Tally the lines below that contain the word "tile", then give the tally and nothing more.
BEGIN Listed records
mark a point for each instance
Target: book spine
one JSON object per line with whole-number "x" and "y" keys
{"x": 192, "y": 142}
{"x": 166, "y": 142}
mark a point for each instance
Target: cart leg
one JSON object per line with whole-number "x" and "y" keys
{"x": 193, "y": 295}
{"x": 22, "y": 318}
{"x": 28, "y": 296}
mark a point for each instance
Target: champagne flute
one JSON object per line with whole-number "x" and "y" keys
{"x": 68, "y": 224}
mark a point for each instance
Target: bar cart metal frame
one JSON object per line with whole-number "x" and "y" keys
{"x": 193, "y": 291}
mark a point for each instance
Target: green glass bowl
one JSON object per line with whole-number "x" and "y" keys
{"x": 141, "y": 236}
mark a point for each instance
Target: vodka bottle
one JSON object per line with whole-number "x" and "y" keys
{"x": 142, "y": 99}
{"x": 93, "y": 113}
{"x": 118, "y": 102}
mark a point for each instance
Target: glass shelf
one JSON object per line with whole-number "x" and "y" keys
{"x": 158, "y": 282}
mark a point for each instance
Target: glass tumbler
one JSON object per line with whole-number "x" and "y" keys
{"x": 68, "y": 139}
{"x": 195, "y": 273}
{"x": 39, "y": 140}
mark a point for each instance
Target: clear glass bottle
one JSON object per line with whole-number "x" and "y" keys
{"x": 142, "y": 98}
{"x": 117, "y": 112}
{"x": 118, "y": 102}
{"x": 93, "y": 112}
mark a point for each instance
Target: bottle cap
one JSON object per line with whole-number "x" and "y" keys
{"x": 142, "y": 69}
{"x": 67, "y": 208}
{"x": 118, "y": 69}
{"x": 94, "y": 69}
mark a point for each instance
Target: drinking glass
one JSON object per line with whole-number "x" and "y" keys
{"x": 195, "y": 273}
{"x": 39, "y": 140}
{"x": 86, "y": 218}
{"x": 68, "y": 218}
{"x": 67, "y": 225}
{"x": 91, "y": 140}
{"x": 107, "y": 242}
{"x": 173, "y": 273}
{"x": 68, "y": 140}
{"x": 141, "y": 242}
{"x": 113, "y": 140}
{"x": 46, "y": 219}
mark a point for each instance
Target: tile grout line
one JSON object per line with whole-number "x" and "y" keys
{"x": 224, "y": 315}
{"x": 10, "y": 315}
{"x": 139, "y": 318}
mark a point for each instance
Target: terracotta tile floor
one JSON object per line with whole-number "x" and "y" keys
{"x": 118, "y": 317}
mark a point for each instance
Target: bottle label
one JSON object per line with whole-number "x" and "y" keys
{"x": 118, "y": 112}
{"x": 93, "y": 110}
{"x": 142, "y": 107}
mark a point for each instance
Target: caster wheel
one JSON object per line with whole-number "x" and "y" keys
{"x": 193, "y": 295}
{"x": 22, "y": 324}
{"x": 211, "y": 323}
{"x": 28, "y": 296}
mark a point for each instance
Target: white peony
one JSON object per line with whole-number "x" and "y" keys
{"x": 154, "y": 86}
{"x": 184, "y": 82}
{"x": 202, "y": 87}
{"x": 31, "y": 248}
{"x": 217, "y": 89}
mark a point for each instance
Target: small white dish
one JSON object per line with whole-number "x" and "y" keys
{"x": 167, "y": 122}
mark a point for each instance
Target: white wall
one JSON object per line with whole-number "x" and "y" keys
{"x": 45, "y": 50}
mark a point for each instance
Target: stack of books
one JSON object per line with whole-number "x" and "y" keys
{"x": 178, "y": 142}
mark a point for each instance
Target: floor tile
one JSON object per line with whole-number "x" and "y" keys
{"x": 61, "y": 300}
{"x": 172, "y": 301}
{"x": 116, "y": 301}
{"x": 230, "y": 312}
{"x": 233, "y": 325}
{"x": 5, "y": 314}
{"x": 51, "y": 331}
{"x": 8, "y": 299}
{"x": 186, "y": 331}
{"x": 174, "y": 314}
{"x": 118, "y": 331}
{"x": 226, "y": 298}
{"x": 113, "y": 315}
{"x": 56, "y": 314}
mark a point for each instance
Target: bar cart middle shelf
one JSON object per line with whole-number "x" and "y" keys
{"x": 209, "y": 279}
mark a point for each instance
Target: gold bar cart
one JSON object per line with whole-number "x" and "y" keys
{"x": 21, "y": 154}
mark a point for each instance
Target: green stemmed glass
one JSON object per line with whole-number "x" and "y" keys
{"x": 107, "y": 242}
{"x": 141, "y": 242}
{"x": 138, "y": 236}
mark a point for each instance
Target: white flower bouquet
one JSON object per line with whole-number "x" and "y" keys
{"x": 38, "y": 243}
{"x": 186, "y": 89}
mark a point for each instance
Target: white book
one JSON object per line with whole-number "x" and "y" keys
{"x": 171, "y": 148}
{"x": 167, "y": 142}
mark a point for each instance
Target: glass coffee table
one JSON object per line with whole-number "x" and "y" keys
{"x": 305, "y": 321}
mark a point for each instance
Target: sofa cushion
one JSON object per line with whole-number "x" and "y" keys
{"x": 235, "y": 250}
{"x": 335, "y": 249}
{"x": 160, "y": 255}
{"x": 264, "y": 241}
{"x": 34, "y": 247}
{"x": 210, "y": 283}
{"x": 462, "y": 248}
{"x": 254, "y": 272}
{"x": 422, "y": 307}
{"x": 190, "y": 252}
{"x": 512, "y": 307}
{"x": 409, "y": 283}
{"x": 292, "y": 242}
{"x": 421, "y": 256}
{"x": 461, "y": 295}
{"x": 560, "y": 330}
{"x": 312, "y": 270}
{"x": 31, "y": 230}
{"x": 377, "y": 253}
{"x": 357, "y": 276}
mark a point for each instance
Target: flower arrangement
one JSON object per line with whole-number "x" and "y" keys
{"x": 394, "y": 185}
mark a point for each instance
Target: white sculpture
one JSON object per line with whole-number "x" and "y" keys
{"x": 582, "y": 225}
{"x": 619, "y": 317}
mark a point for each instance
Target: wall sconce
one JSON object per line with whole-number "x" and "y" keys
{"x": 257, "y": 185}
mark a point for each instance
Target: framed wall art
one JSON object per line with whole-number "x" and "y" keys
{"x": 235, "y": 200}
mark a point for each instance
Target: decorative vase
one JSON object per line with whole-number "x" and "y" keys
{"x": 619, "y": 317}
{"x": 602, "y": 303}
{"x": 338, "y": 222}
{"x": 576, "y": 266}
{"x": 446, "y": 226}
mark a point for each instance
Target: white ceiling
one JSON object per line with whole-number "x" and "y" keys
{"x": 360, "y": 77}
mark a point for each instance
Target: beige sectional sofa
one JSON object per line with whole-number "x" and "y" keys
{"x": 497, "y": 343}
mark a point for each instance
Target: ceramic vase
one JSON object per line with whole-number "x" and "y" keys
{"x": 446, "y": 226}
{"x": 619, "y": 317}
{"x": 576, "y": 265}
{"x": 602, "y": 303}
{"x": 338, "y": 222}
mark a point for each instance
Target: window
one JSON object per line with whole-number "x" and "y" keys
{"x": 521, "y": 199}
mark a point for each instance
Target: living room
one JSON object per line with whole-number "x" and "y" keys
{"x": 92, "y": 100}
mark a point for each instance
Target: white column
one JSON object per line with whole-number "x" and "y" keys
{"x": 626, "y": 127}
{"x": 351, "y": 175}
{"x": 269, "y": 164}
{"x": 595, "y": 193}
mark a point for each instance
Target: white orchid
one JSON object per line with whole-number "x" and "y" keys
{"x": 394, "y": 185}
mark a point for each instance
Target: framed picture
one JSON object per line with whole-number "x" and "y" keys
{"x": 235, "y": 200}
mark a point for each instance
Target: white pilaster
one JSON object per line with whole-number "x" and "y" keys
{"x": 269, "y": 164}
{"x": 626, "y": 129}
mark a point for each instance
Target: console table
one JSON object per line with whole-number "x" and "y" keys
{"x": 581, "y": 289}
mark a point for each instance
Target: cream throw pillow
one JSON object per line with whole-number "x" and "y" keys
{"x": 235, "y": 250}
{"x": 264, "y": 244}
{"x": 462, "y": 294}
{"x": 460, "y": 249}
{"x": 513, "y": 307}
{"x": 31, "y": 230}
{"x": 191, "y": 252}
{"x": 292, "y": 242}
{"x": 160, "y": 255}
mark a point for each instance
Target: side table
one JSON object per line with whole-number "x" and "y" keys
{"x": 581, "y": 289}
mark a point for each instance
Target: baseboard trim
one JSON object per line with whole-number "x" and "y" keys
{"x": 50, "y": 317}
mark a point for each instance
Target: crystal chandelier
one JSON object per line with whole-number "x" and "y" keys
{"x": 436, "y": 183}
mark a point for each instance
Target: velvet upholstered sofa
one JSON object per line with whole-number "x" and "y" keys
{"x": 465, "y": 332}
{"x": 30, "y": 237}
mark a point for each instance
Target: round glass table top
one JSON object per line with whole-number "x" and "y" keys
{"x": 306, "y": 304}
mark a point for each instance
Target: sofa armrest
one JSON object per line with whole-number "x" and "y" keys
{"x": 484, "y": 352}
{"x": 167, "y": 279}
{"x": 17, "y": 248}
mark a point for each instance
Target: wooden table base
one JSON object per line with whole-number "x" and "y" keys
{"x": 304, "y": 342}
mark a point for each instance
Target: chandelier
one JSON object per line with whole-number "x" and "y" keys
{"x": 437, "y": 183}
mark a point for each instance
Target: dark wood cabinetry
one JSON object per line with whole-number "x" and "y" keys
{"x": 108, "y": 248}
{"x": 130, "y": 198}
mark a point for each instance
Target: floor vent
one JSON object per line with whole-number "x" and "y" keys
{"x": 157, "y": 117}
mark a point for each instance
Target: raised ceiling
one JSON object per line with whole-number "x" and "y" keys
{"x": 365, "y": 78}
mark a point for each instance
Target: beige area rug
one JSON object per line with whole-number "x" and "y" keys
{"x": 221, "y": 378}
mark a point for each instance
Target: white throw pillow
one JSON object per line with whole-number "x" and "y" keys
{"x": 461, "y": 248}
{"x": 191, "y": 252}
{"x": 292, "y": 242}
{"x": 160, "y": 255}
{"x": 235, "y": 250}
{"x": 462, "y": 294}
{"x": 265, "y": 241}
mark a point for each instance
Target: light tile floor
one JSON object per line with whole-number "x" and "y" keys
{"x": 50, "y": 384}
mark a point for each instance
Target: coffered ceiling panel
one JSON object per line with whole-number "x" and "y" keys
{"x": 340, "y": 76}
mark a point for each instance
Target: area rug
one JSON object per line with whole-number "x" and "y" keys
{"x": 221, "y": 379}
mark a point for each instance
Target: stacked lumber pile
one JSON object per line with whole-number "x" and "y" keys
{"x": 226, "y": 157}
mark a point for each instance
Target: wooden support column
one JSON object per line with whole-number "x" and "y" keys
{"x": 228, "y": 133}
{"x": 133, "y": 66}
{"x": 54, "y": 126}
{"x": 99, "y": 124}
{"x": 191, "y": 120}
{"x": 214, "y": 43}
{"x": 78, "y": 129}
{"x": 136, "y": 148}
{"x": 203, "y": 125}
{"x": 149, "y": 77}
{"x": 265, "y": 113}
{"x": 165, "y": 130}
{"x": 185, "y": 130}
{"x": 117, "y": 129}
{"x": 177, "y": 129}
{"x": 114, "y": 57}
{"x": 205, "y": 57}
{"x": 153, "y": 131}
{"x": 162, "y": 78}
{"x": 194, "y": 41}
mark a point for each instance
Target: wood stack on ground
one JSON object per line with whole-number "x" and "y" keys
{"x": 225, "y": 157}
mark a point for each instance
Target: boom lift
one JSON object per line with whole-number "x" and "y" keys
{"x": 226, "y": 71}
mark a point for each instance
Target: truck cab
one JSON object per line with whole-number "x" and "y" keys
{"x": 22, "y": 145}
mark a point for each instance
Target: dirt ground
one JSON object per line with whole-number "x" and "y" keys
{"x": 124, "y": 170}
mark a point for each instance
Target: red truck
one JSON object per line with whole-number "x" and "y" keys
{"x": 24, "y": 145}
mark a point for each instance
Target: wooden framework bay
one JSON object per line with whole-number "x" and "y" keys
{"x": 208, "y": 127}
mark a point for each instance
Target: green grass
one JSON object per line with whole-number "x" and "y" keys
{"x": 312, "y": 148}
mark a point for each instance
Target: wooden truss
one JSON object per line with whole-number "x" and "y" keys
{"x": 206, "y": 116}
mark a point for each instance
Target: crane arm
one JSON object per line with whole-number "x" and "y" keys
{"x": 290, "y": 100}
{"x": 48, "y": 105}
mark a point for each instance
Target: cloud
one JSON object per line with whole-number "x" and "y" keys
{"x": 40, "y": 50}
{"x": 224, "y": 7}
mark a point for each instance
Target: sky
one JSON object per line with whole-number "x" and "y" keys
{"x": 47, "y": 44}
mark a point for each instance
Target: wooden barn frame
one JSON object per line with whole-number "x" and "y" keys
END Listed records
Task result >> 4